● **EXTRACTED ENTRIES**:

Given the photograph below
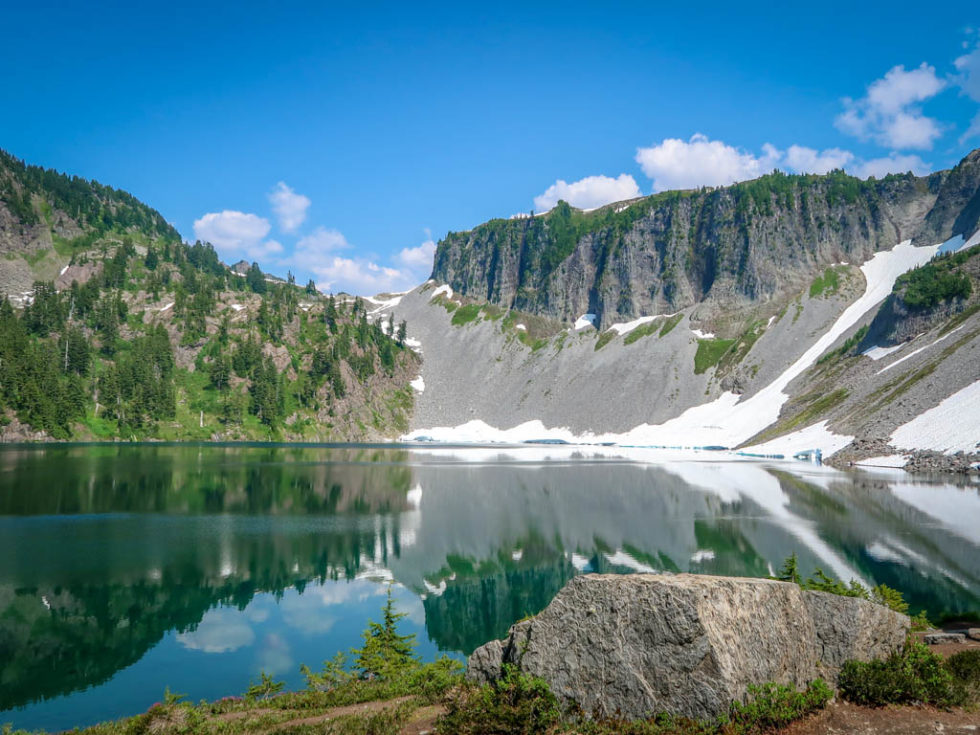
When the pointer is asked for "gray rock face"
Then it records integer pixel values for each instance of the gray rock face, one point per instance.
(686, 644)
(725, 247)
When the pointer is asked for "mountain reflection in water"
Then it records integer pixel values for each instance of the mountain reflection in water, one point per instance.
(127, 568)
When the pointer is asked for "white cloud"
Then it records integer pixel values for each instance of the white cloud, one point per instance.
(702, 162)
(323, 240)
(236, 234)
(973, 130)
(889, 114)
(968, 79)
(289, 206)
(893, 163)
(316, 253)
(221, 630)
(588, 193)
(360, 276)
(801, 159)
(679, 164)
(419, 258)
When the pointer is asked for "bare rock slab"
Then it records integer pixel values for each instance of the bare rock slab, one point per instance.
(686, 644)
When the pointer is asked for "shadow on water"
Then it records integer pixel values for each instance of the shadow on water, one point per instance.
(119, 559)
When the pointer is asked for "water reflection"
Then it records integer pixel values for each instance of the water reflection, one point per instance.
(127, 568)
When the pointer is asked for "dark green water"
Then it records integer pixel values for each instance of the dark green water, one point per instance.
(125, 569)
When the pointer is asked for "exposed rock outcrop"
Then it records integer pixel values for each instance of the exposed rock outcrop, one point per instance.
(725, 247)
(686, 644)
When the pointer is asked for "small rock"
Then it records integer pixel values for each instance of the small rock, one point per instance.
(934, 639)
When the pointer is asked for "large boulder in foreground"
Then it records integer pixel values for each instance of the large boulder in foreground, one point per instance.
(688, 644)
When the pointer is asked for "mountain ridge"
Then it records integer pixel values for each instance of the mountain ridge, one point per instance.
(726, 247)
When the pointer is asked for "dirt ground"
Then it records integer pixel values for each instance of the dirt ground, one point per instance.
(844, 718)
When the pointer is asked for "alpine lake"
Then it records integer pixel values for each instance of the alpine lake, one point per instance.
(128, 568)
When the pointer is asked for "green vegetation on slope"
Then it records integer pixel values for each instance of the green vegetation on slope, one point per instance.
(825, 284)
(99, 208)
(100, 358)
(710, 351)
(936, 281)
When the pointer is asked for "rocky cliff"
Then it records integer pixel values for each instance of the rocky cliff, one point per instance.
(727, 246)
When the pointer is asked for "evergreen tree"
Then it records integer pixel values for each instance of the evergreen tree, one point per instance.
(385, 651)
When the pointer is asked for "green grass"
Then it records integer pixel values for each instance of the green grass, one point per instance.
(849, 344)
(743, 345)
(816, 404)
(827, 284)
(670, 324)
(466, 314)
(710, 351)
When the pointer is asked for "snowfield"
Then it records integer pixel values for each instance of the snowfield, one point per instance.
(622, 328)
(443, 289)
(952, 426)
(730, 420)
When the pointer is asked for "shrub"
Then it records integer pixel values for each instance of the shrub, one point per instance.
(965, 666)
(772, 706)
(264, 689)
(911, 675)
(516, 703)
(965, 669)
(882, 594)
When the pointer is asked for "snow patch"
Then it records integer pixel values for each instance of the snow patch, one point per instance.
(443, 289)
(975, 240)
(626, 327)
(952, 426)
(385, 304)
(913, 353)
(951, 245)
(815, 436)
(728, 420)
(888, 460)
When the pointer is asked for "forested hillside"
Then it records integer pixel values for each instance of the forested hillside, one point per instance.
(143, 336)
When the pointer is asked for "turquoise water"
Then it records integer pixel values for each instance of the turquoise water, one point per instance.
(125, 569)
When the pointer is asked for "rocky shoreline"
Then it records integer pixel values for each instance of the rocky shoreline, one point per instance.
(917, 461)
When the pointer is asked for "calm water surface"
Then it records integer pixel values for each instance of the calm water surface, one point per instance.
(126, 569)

● **EXERCISE DIRECTIONS**:
For this exercise, copy the lines from the one that contains "shoreline, one point per instance." through the last line of the records, exactly and only those.

● **ANSWER BELOW**:
Then it records integer pixel values for each instance of the rocky shoreline, one point per instance.
(917, 461)
When the pointer is asked for "calm water surface"
Then it records integer pixel values for each instance of the calm water surface, one point per instance.
(126, 569)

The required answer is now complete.